Selected extract Block Start

Chronic stress is a growing concern for organisations across the globe.
A recently-published policy by ACAS, ‘Stress and anxiety at work; personal or cultural?’, highlights significant amounts of workplace stress being reported by employees.
Two-thirds of respondents (66%) have felt stressed and/or anxious about work in the last 12 months, with particular variation by age – 76% for those under the age of 35, compared to 54% for those aged 55 and over.
Research by the CIPD ‘Health and Wellbeing at Work’ reports that mental ill health is increasingly prevalent as a cause of both short- and long-term absence. Along with stress, musculoskeletal injuries and acute medical conditions, it remains most commonly responsible for long-term absence.
The serious impact of stress-related conditions has even prompted the World Health Organisation to officially recognise burnout as a legitimate medical diagnosis as of 2020, adding it to the International Classification of Diseases.
With these statistics painting an alarming picture of increasing stress levels in the workplace, it’s crucial to understand what the physical impact on individuals looks like.
What is the Physical Impact of Stress?
The physical impact of stress, both short and long term, can be serious.
We define stress as a physiological response to an external or internal stimulus. This can be physical, emotional, societal or psychological.
Stress in and of itself isn’t inherently bad - in the right situation, it can even be preservative, for example, realising that a car is driving towards you at speed while crossing a road. However, these types of stimulus are designed to be useful in short, relevant bursts.
Experiencing stress on a daily basis over a prolonged period of time is a different matter.

Selected extract Block End
Information shown Block Start

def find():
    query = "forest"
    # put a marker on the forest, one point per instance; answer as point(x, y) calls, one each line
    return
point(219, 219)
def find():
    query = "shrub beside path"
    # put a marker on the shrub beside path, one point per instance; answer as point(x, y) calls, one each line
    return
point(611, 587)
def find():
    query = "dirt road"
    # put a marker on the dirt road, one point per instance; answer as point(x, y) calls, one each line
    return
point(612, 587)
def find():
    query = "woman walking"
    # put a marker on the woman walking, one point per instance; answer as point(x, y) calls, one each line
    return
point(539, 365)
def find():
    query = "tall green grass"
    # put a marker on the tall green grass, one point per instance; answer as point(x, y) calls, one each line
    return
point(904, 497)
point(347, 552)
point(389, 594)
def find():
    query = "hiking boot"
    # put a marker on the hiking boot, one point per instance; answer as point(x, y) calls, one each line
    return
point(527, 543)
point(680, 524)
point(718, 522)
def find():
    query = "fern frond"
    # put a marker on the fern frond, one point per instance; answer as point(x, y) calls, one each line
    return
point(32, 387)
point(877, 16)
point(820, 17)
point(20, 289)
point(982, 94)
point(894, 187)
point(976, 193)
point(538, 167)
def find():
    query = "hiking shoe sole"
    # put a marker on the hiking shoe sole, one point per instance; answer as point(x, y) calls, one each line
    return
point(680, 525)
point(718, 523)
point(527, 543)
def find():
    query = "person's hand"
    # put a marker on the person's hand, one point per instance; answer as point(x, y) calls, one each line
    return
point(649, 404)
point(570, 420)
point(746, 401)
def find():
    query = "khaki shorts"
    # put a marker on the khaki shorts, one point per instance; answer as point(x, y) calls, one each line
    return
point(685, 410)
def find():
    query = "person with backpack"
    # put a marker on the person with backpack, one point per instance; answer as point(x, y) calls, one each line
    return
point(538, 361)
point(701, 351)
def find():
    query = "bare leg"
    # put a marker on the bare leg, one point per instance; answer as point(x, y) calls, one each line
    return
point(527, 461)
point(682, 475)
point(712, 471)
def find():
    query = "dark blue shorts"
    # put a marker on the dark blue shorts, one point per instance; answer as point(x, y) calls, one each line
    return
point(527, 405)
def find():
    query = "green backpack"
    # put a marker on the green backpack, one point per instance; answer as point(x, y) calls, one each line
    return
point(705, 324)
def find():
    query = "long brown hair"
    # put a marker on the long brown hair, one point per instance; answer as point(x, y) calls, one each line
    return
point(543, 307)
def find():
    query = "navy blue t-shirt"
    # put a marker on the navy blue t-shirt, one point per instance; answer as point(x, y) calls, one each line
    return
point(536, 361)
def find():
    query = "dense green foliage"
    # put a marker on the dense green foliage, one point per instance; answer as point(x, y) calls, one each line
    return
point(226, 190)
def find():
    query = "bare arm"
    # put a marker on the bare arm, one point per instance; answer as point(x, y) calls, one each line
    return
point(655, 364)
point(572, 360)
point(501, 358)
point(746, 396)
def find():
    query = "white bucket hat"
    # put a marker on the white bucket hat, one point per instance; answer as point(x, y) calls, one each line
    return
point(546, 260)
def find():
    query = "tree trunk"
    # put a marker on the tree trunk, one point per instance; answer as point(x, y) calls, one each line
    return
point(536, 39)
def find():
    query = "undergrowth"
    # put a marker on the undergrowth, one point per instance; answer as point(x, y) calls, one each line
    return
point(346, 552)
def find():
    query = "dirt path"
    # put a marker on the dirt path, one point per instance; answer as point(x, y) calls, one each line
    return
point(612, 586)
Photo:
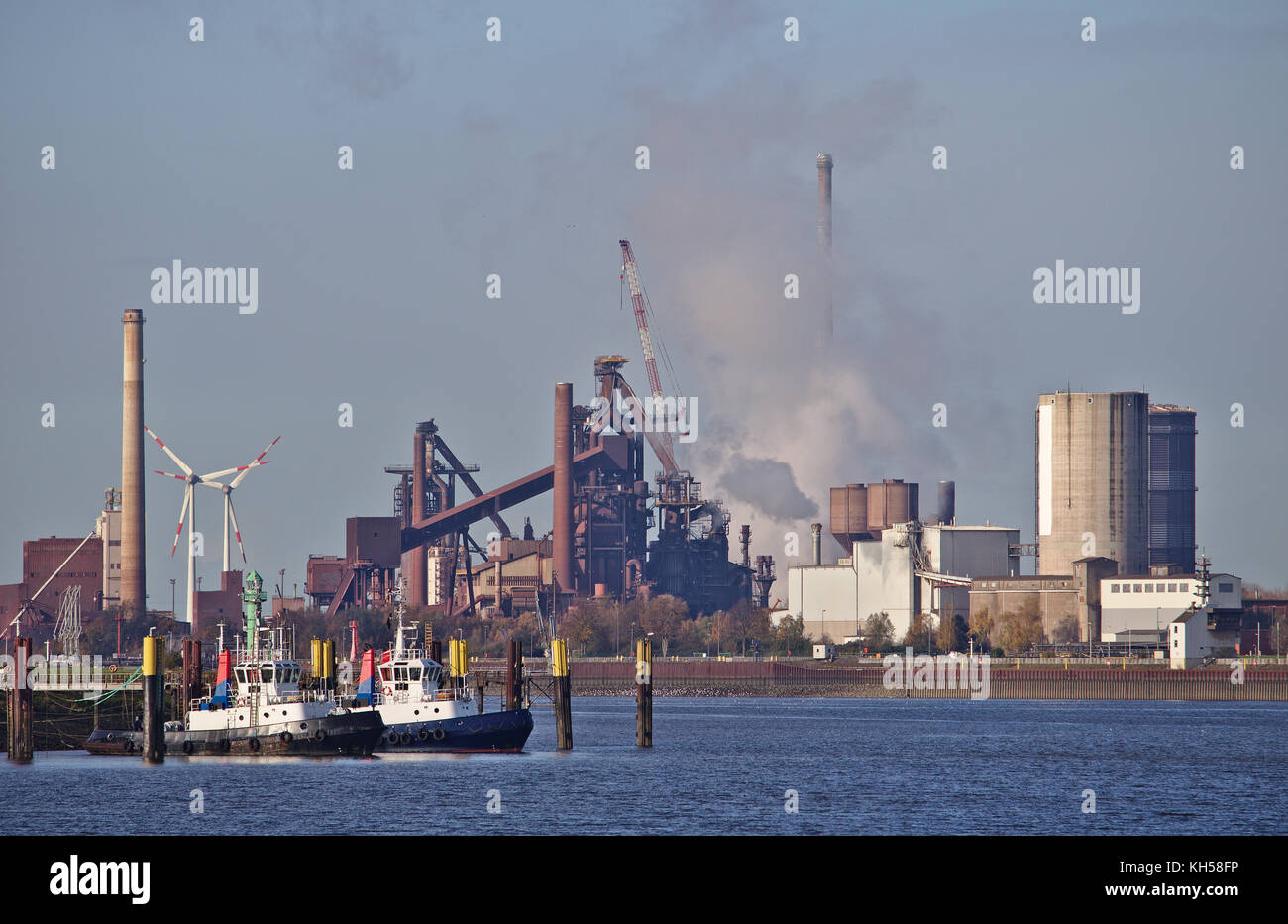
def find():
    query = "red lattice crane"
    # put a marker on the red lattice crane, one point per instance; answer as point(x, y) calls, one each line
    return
point(661, 443)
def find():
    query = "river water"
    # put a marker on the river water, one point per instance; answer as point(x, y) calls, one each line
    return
point(722, 766)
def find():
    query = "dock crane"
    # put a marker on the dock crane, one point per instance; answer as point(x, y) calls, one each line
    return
point(661, 443)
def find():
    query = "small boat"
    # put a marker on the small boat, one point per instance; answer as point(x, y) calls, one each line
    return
point(258, 707)
point(424, 710)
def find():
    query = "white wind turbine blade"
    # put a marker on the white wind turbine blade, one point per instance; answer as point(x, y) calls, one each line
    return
point(236, 531)
point(219, 473)
point(254, 463)
point(183, 514)
point(168, 452)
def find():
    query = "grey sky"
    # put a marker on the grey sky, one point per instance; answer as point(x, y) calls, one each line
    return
point(518, 157)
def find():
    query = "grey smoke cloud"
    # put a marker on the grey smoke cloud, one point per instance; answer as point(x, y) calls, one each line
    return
point(768, 486)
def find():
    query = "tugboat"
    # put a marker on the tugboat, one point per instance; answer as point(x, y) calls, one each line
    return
point(423, 710)
point(258, 705)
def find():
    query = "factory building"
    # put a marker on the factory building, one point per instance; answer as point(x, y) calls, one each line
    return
point(1140, 607)
point(223, 605)
point(901, 569)
point(1091, 479)
point(1171, 485)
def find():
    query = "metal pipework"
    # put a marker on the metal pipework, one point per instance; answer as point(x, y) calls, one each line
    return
point(417, 581)
point(154, 699)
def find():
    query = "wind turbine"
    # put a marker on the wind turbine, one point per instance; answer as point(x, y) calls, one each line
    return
point(230, 514)
point(189, 511)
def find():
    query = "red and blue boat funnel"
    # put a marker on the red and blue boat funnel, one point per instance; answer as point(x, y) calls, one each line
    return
point(368, 678)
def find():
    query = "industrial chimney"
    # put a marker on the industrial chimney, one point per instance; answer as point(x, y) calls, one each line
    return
point(562, 520)
point(133, 540)
point(824, 237)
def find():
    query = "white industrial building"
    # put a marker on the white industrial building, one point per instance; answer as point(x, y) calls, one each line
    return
point(1196, 636)
point(900, 574)
point(110, 532)
point(1141, 607)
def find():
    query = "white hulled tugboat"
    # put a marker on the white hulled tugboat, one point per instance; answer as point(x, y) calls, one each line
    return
point(258, 705)
point(425, 709)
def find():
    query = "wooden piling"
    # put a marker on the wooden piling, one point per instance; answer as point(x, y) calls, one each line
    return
point(154, 699)
point(191, 683)
point(644, 692)
point(514, 675)
point(563, 692)
point(20, 704)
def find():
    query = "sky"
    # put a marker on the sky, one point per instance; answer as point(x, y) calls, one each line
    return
point(518, 158)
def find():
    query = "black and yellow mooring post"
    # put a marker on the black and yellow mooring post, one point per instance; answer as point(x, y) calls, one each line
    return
point(514, 675)
point(644, 692)
point(20, 703)
point(154, 699)
point(191, 686)
point(329, 665)
point(563, 692)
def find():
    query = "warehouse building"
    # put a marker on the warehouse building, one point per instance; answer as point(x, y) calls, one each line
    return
point(911, 569)
point(1091, 479)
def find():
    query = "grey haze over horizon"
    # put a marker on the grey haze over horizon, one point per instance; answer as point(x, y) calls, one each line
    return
point(518, 158)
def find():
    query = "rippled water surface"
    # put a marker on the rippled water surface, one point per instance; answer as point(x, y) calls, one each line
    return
point(722, 768)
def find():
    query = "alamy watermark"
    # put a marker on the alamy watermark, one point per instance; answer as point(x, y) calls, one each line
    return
point(936, 671)
point(210, 286)
point(652, 415)
point(1074, 286)
point(56, 671)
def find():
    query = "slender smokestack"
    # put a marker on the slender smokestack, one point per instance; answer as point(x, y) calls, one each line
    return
point(133, 540)
point(565, 575)
point(417, 580)
point(824, 236)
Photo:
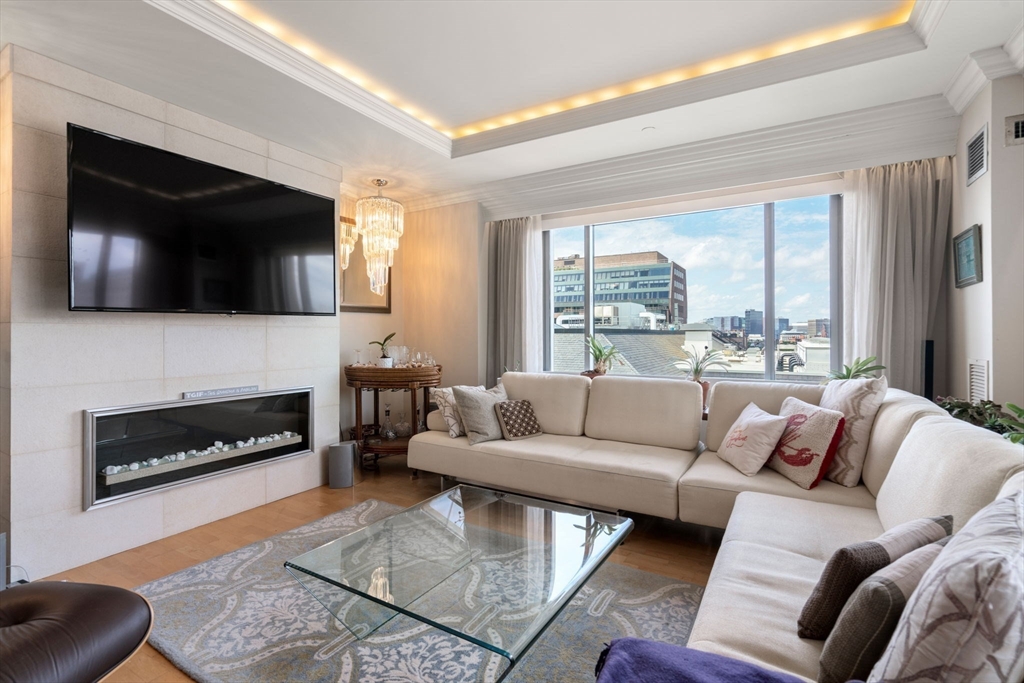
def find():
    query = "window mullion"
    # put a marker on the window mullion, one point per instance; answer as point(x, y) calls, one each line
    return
point(768, 326)
point(549, 303)
point(588, 292)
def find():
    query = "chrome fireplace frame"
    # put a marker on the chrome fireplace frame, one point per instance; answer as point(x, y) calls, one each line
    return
point(89, 447)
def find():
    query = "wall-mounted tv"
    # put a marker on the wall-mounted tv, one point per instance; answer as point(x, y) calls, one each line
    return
point(153, 230)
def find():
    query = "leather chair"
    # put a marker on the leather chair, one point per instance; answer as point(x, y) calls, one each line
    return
point(56, 631)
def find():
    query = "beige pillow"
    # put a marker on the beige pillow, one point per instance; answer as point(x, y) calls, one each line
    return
point(752, 439)
point(444, 398)
point(477, 412)
point(858, 400)
point(966, 620)
point(809, 442)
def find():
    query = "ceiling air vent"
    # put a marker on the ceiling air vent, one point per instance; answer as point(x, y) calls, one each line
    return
point(977, 160)
point(1015, 129)
point(977, 380)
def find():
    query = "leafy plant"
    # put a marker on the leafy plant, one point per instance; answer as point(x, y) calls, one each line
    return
point(603, 355)
point(383, 344)
point(985, 414)
point(697, 365)
point(859, 370)
point(1014, 424)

Information shown Block End

**Problems to work on**:
[1] Reproduce everything in the passage on workplace stress from "The serious impact" down to "societal or psychological.", word for word.
[2] For each of the following statements, say yes or no as to whether it agrees with the passage on workplace stress, and quote the words from the passage that decide it. (a) Respondents under 35 reported feeling stressed or anxious about work at a higher rate than those aged 55 and over. (b) The World Health Organisation recognized burnout as a medical diagnosis in 2010. (c) Stress is described as harmful in every situation.
The data above comes from a separate source.

**Task-by-task answers**:
[1]
The serious impact of stress-related conditions has even prompted the World Health Organisation to officially recognise burnout as a legitimate medical diagnosis as of 2020, adding it to the International Classification of Diseases.
With these statistics painting an alarming picture of increasing stress levels in the workplace, it’s crucial to understand what the physical impact on individuals looks like.
What is the Physical Impact of Stress?
The physical impact of stress, both short and long term, can be serious.
We define stress as a physiological response to an external or internal stimulus. This can be physical, emotional, societal or psychological.

[2]
(a) Yes: "76% for those under the age of 35, compared to 54% for those aged 55 and over"
(b) No: "as of 2020"
(c) No: "Stress in and of itself isn’t inherently bad"